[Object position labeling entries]

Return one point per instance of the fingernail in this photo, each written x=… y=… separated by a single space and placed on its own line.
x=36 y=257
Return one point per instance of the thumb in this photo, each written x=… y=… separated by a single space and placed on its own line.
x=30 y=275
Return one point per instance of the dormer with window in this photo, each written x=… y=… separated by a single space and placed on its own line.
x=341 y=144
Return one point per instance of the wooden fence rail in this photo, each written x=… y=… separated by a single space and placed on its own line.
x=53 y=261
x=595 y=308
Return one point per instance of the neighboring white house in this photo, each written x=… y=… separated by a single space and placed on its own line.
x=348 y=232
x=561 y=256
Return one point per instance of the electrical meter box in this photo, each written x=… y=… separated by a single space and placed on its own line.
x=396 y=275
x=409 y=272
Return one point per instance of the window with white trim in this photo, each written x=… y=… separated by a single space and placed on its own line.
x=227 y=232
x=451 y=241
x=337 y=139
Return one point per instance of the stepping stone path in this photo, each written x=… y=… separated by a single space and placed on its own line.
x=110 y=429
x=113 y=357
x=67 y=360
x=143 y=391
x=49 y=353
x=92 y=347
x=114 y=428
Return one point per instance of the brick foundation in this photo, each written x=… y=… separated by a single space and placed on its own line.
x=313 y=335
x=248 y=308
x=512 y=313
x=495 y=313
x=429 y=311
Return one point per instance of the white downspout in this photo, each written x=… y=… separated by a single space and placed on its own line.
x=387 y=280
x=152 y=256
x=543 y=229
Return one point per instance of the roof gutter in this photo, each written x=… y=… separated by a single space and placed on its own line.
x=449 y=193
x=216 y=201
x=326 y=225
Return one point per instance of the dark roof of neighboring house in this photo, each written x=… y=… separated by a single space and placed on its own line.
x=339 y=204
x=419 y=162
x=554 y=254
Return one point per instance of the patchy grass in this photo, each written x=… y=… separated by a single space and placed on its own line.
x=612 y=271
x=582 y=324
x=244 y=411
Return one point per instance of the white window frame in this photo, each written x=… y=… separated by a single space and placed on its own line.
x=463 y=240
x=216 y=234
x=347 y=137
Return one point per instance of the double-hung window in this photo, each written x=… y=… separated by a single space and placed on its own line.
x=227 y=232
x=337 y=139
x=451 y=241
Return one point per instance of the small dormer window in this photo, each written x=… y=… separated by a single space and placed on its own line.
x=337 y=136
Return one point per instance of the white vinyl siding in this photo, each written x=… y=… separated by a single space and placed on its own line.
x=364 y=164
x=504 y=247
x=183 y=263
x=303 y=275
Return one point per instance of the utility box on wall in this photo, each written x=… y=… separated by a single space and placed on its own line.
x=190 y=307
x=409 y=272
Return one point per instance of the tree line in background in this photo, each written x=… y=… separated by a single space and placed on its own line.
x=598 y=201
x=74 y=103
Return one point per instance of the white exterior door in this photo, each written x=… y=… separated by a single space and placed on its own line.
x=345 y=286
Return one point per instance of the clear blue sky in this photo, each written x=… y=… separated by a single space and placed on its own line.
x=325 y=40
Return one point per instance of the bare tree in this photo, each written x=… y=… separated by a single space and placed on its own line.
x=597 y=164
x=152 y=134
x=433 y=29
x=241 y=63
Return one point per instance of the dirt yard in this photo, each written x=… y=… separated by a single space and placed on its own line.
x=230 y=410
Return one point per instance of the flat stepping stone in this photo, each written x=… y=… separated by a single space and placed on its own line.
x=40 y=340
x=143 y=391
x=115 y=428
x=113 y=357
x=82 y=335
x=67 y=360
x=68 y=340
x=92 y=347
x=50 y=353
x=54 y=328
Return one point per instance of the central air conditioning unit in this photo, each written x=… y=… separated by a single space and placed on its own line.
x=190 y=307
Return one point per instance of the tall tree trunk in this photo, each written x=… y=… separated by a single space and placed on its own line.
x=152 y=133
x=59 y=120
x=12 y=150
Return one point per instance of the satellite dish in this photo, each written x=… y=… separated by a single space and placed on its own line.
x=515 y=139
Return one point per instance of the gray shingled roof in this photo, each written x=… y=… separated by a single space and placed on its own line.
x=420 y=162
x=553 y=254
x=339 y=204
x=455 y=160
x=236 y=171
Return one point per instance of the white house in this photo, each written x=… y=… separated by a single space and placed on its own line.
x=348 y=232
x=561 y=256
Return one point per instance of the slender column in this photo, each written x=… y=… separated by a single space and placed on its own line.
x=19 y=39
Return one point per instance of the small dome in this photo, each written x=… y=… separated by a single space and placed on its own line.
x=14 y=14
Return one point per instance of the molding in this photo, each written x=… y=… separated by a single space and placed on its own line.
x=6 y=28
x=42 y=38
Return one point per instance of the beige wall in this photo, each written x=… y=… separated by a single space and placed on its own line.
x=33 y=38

> _Exercise aim_
Copy down the whole of the data above, matching it exactly.

> _Output for this exercise_
Return one point per instance of the fingernail in this photo, each written x=… y=… separated by a single space and placed on its own line.
x=36 y=257
Return one point per instance of the thumb in this photo, each written x=… y=… separated by a single space and placed on its own line.
x=30 y=275
Return one point per instance of the dormer with window in this photo, each written x=… y=… separated by a single space and placed on its own line.
x=341 y=144
Return one point per instance of the wooden fence rail in this photo, each written x=… y=… separated by a single space and placed on its own line.
x=53 y=261
x=595 y=308
Return one point per instance of the neighboring white house in this photo, each written x=… y=… separated by a single space and placed on its own line.
x=348 y=232
x=561 y=256
Return one point per instance of the electrical meter box in this photo, each written x=… y=… separated by a single space and placed on its own line.
x=396 y=275
x=409 y=272
Return one point per instance of the window with white trim in this photo, each written x=… y=… separated by a single space and placed on its own line.
x=227 y=232
x=451 y=241
x=337 y=139
Return one point per instance of the stepping stone path in this photo, each written x=… y=… separated by a single space and placed on its own line.
x=110 y=429
x=113 y=357
x=67 y=360
x=143 y=391
x=49 y=353
x=92 y=347
x=114 y=428
Return one point per instance of the brick foundation in this photo, each written x=… y=… separated by a single space and placed on its own line.
x=313 y=335
x=248 y=308
x=512 y=313
x=495 y=313
x=429 y=311
Return one point per instance of the white downspout in this photo, each written x=… y=… separated by a single space and placed on its own line.
x=387 y=280
x=152 y=256
x=543 y=229
Return one point per instance of the roof gutter in this photo, each written x=… y=… separated by a single space and placed on its own line.
x=449 y=193
x=216 y=201
x=326 y=225
Return one point per instance of the dark roof of neighboring house in this photo, each written x=… y=… separated by a single space and placed on its own line.
x=339 y=204
x=419 y=162
x=554 y=254
Return one point per instance of the patchy grass in this photo, each written x=… y=… separated by a single space and placed on its own line.
x=612 y=271
x=582 y=324
x=244 y=411
Return one point per instance of the white window frame in this photo, each written x=… y=… separated by a single space and placed on its own line.
x=463 y=240
x=216 y=234
x=347 y=137
Return one point per instance of the double-hung window in this photo, each written x=… y=… separated by a single space and placed on its own line.
x=227 y=232
x=337 y=139
x=451 y=241
Return one point per instance of the small dormer window in this photo, each written x=… y=… separated by a single space and placed on its own line.
x=337 y=136
Return one point per instance of the white vinyl siding in this photo, each written x=… y=… separated by a single space and placed on its own line.
x=364 y=164
x=504 y=247
x=183 y=263
x=303 y=275
Return one point per instance of the utility box on wall in this photo, each written x=… y=… separated by a single space and placed on its own line.
x=190 y=307
x=409 y=272
Return one point per instance of the tree line in background in this photo, each written x=… y=… separated by a single space and placed on its own line.
x=598 y=201
x=74 y=103
Return one point per instance of the white exterior door in this photo, each written x=… y=… separated by a single space and placed on its own line.
x=345 y=286
Return one point per instance of the clear blue sky in this photo, each written x=… y=… separated by a single space and placed on its own line.
x=325 y=40
Return one point per instance of the bare tree in this photo, each written x=… y=… separated by a single space and placed on its own line.
x=597 y=164
x=152 y=134
x=433 y=29
x=241 y=63
Return one point per instance of the dirt yard in this photo, each written x=… y=… separated by a single space and placed on its own line.
x=230 y=410
Return one point per instance of the flat stepping stone in this photo, each written x=… y=… separated by a single space and placed on its own line.
x=40 y=340
x=143 y=391
x=115 y=428
x=113 y=357
x=82 y=335
x=67 y=360
x=68 y=340
x=92 y=347
x=50 y=353
x=54 y=328
Return one point per instance of the central air conditioning unit in this photo, each written x=… y=… separated by a single space and placed on its own line.
x=190 y=307
Return one point per instance of the tall tree trunk in this photo, each written x=… y=… separated by a single space and placed on its own line.
x=152 y=133
x=59 y=120
x=12 y=150
Return one point per instance of the satellite dish in this photo, each written x=… y=… separated by a single space and placed on its own line.
x=515 y=139
Return one point per instance of the gray shingled roof in this photo, each written x=… y=… separated by a single space and placed on its own line.
x=420 y=162
x=553 y=254
x=339 y=204
x=455 y=160
x=236 y=171
Return one point per instance of the white house in this photo, each written x=… y=… separated by a single space and placed on its own line.
x=348 y=232
x=561 y=256
Return one point per instance of the slender column in this photo, each written x=… y=… separated by a single space and placed on its own line.
x=19 y=39
Return one point per instance of the small dome in this photo, each written x=… y=… separated by a single space and placed on its own line.
x=14 y=14
Return one point per instance of the molding in this photo, each written x=… y=… separated by a single space and placed on its own line.
x=6 y=28
x=42 y=38
Return one point per instance of the beige wall in this photo, each written x=… y=… separated by a single space and placed on its own line.
x=33 y=38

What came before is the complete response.